Die DSGVO sieht kein Recht auf Pseudonyme mehr vor

Was bringt die DSGVO? Ein Kommentar

Mit der Datenschutzgrundverordnung (DSGVO) gelten in ganz Europa einheitliche Datenschutzregeln, an die sich alle halten müssen. Alle Unternehmen, alle Onlinedienste, alle Onlineshops und sozialen Netzwerke. Aberbringt dieses neue Gesetz tatsächlich jedem etwas oder ist es vor allem Bürokratie, verpackt in das Kürzel DSGVO

Wortgebilde wie „Datenschutzgundverordnung“ oder Abkürzungen wie D-S-G-V-O können sich wirklich nur Politiker und Beamte ausdenken.

Vorgelegtes Material:

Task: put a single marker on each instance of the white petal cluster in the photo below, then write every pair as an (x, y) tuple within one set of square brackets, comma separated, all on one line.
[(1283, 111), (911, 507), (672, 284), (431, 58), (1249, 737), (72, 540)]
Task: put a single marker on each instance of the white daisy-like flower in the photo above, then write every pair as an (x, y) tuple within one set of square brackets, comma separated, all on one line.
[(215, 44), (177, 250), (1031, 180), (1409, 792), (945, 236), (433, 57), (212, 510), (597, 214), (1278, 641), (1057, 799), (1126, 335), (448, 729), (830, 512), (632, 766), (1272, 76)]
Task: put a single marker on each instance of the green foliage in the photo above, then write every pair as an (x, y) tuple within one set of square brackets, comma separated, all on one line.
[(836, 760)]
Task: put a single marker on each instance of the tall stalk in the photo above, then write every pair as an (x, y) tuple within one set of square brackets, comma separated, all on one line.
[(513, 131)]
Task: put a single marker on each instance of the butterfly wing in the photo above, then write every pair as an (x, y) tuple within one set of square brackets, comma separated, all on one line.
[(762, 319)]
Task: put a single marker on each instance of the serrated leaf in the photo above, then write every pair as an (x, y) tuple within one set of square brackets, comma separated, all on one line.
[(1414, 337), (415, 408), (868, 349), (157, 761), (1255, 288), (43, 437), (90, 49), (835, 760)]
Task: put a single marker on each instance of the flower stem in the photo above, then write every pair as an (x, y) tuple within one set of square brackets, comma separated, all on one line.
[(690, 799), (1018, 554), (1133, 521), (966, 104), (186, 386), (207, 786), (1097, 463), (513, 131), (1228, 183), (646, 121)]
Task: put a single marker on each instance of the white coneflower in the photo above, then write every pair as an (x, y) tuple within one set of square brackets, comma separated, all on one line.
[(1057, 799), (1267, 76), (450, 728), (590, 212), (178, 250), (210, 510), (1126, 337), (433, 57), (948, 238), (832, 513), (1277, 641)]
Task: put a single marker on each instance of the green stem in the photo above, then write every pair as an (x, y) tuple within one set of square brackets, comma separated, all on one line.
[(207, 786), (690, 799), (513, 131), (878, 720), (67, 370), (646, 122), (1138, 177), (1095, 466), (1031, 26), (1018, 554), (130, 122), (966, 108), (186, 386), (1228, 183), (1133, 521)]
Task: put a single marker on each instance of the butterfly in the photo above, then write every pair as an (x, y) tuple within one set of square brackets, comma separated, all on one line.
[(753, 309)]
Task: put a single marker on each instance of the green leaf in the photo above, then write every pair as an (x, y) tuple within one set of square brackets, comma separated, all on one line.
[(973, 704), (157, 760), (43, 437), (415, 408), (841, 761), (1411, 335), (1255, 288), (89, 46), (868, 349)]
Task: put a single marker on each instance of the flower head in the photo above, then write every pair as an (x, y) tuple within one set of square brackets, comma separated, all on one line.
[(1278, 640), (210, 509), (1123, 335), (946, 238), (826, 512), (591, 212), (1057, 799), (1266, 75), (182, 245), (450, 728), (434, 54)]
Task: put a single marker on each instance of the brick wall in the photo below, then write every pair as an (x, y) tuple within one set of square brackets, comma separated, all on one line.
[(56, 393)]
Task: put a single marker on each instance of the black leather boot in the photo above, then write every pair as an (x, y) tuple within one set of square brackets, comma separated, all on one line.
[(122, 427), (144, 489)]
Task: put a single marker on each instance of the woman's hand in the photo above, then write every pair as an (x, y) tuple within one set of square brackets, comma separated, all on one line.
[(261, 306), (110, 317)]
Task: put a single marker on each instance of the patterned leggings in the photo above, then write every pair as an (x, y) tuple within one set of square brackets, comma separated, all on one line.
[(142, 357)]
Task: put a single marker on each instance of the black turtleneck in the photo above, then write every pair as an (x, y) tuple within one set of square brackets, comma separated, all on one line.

Arbeitsauftrag A:
Was gilt laut dem Kommentar zur DSGVO mit der Datenschutzgrundverordnung in ganz Europa?
Arbeitsauftrag B:
Entnimm dem Kommentar zur DSGVO wörtlich die Stelle, die mit „Die DSGVO sieht“ einsetzt und sich bis „und Beamte ausdenken.“ erstreckt.

Musterlösung A:
Einheitliche Datenschutzregeln, an die sich alle halten müssen.

Musterlösung B:
Die DSGVO sieht kein Recht auf Pseudonyme mehr vor

Was bringt die DSGVO? Ein Kommentar

Mit der Datenschutzgrundverordnung (DSGVO) gelten in ganz Europa einheitliche Datenschutzregeln, an die sich alle halten müssen. Alle Unternehmen, alle Onlinedienste, alle Onlineshops und sozialen Netzwerke. Aberbringt dieses neue Gesetz tatsächlich jedem etwas oder ist es vor allem Bürokratie, verpackt in das Kürzel DSGVO

Wortgebilde wie „Datenschutzgundverordnung“ oder Abkürzungen wie D-S-G-V-O können sich wirklich nur Politiker und Beamte ausdenken.